Some records
>>>>>
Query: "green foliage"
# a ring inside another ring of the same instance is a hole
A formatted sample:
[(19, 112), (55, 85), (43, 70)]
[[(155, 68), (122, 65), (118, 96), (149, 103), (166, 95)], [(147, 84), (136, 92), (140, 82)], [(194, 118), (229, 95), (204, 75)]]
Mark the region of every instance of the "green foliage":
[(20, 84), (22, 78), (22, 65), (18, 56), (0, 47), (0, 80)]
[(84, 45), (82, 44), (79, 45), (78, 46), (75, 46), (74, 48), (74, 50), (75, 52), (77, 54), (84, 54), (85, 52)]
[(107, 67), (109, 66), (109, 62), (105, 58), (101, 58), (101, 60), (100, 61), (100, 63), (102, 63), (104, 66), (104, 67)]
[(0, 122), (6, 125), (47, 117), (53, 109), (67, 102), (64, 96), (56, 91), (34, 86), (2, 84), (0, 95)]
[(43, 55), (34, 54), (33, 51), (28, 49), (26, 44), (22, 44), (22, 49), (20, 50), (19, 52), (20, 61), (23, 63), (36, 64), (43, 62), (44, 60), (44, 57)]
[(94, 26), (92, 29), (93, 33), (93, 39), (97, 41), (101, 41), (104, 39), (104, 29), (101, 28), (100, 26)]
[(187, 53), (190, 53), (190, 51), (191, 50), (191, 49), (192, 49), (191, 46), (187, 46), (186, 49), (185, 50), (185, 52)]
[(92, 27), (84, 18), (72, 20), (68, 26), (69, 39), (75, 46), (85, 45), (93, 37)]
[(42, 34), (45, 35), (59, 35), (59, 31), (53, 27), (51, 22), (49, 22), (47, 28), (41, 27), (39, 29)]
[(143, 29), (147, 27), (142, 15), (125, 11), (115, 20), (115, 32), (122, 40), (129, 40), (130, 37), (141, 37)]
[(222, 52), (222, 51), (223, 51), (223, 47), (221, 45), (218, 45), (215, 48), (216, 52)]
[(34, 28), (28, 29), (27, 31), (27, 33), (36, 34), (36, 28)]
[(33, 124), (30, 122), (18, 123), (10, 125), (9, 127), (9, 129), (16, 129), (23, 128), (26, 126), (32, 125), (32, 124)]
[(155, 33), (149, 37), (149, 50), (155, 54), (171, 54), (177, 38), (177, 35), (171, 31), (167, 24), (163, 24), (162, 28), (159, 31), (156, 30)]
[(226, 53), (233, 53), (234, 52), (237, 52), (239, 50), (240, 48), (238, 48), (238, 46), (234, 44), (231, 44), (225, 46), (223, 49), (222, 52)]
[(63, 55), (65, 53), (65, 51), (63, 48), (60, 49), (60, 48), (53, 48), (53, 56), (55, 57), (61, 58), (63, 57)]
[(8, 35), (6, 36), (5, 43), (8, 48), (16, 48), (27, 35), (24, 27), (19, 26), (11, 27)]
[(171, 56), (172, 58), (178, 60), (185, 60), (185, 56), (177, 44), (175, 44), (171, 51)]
<<<<<
— EXERCISE DETAILS —
Please format the whole listing above as a numbered list, leaving out any blank lines.

— EXPECTED OUTPUT —
1. Query: "green foliage"
2. # a ring inside another ring of the same instance is a hole
3. A formatted sample:
4. [(19, 112), (55, 85), (43, 70)]
5. [[(155, 68), (122, 65), (118, 96), (149, 103), (166, 95)], [(147, 84), (136, 92), (140, 82)], [(194, 118), (229, 95), (204, 75)]]
6. Mark the region of every instance of the "green foliage":
7. [(20, 84), (22, 78), (22, 65), (18, 56), (0, 47), (0, 80)]
8. [(84, 45), (82, 44), (79, 45), (78, 46), (75, 46), (74, 48), (74, 50), (75, 52), (77, 54), (84, 54), (85, 52)]
9. [(107, 67), (109, 66), (109, 62), (105, 58), (101, 58), (101, 60), (100, 61), (100, 63), (102, 63), (104, 66), (104, 67)]
10. [(0, 122), (6, 125), (47, 117), (53, 109), (67, 102), (64, 96), (56, 91), (34, 86), (2, 84), (0, 95)]
11. [(43, 55), (34, 54), (33, 51), (28, 49), (26, 44), (22, 44), (22, 49), (20, 50), (19, 52), (20, 61), (23, 63), (36, 64), (43, 62), (44, 60), (44, 57)]
12. [(94, 26), (92, 29), (93, 33), (93, 39), (97, 41), (101, 41), (104, 39), (104, 29), (101, 28), (100, 26)]
13. [(187, 53), (190, 53), (190, 51), (191, 50), (191, 49), (192, 49), (191, 46), (187, 46), (186, 49), (185, 50), (185, 52)]
14. [(92, 27), (84, 18), (72, 20), (68, 26), (69, 39), (75, 46), (85, 45), (93, 37)]
15. [(42, 34), (45, 35), (59, 35), (59, 31), (53, 27), (51, 22), (49, 22), (47, 28), (41, 27), (39, 29)]
16. [(143, 29), (147, 27), (142, 15), (125, 11), (115, 20), (115, 32), (122, 40), (129, 40), (130, 37), (141, 37)]
17. [(222, 52), (222, 51), (223, 51), (223, 47), (221, 45), (218, 45), (215, 48), (216, 52)]
18. [(34, 28), (28, 29), (27, 31), (27, 33), (36, 34), (36, 28)]
19. [(33, 124), (30, 122), (18, 123), (10, 125), (9, 127), (9, 129), (16, 129), (23, 128), (26, 126), (32, 125), (32, 124)]
20. [(155, 33), (149, 37), (149, 50), (155, 54), (171, 54), (177, 38), (177, 35), (171, 31), (167, 24), (163, 24), (162, 28), (159, 31), (156, 30)]
21. [(226, 53), (233, 53), (234, 52), (237, 52), (239, 50), (240, 48), (238, 48), (238, 46), (234, 44), (231, 44), (225, 46), (223, 49), (222, 52)]
22. [(63, 55), (65, 53), (65, 51), (63, 48), (60, 49), (60, 48), (53, 48), (53, 56), (55, 57), (61, 58), (63, 57)]
23. [(8, 35), (6, 36), (5, 43), (8, 48), (16, 48), (27, 35), (24, 27), (19, 26), (11, 27)]
24. [(171, 56), (172, 58), (178, 60), (185, 60), (185, 56), (177, 44), (175, 44), (171, 51)]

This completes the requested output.